Material provided:
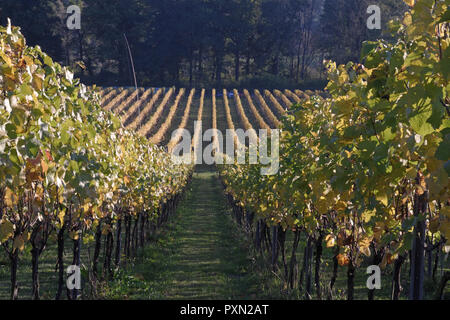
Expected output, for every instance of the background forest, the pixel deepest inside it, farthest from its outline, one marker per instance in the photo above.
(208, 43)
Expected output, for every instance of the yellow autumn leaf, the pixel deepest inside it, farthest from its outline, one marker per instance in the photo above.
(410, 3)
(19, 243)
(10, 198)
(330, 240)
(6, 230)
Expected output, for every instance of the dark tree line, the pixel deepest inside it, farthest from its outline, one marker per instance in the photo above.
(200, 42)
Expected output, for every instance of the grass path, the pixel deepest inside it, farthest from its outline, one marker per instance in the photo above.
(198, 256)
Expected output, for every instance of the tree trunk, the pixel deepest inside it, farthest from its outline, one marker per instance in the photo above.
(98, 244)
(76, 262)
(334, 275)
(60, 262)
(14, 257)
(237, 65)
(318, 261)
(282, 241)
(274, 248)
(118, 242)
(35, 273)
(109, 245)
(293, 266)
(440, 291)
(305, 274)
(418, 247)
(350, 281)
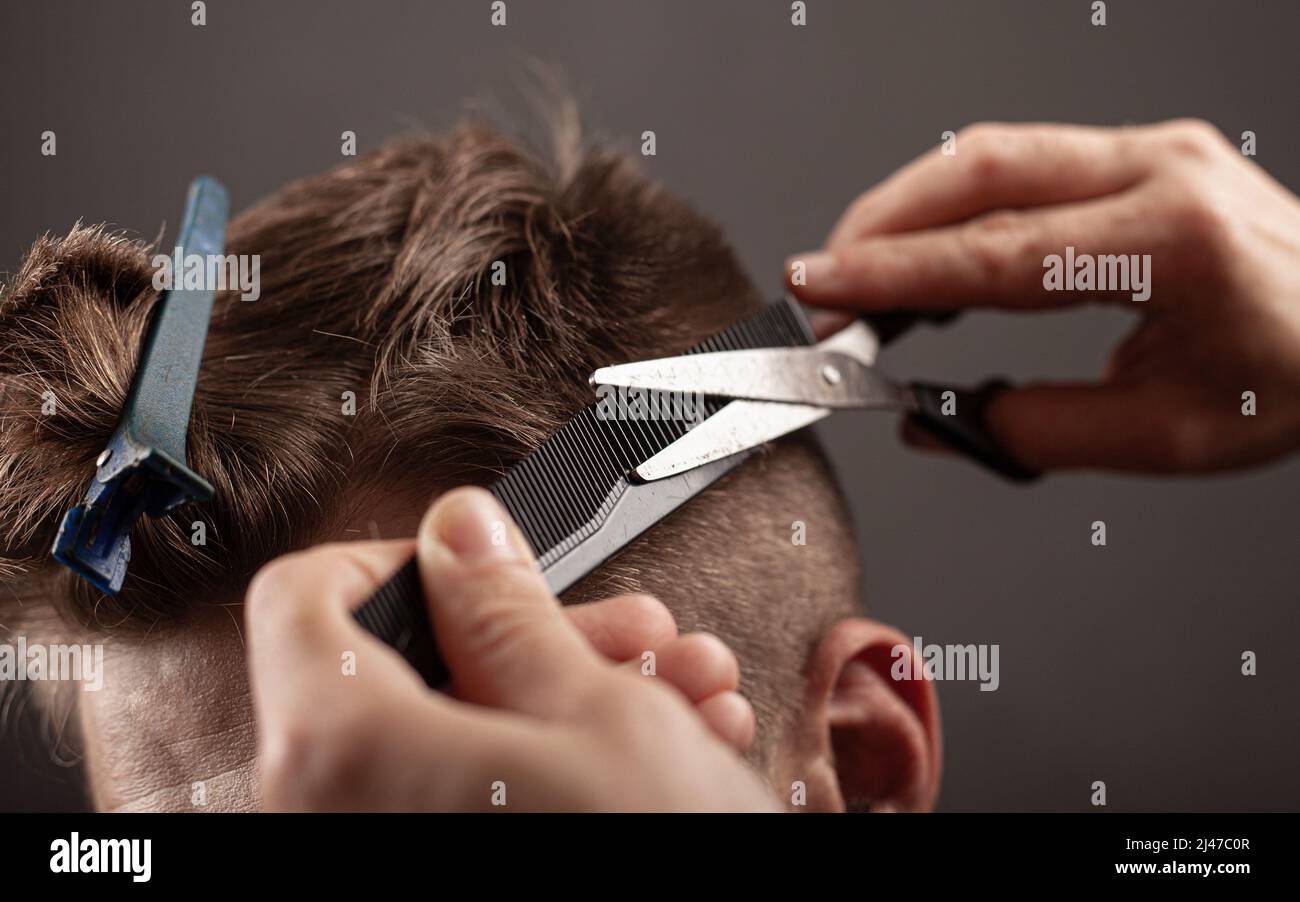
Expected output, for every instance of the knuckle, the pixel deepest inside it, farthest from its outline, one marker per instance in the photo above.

==

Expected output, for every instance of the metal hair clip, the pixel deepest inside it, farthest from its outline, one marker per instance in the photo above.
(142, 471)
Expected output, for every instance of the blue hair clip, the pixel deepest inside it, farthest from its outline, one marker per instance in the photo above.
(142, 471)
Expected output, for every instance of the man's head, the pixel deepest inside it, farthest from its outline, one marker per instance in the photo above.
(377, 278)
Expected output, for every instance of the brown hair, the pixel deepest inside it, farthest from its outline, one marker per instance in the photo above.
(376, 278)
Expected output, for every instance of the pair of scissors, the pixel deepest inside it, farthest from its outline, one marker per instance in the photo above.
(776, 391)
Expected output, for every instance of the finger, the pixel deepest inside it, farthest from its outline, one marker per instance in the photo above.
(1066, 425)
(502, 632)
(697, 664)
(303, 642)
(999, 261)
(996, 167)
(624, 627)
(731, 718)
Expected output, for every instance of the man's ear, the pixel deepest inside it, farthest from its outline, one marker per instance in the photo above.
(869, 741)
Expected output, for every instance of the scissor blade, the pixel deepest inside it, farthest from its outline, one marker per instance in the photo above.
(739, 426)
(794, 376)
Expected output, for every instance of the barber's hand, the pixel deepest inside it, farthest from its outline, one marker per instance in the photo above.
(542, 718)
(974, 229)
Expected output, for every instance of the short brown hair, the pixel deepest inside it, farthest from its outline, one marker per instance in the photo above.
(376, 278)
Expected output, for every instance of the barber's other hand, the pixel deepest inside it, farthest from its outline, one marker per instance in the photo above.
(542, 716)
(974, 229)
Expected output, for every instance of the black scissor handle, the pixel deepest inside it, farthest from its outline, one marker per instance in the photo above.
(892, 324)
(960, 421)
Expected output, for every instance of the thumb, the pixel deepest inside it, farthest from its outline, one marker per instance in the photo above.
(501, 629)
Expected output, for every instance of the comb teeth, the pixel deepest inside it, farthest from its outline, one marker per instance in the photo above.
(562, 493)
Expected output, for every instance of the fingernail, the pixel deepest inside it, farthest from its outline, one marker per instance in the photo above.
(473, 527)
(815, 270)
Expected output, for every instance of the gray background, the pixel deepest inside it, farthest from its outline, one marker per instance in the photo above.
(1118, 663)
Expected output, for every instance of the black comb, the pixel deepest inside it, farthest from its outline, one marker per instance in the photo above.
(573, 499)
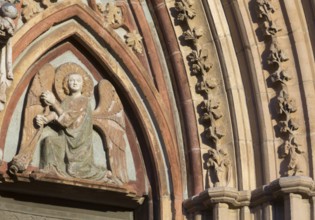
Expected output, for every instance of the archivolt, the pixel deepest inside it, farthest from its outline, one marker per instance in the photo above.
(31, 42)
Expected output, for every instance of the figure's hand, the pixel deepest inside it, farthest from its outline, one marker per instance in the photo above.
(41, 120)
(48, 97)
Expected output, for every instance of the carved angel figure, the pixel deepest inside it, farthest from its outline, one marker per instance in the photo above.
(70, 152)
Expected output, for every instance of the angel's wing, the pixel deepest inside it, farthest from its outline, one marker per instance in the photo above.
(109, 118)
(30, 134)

Task prompt:
Pick out each line in the data above that contains the word "barber", and copy those lines in full.

Full response:
Expected output, for every instance of the barber's hand, the pixel deepest inside it, farthest from its outline, one marker per instance in the photo above.
Expected output, for every instance of the barber's other hand, the pixel deepest inside it, farthest from its outline, one marker per instance in the photo above.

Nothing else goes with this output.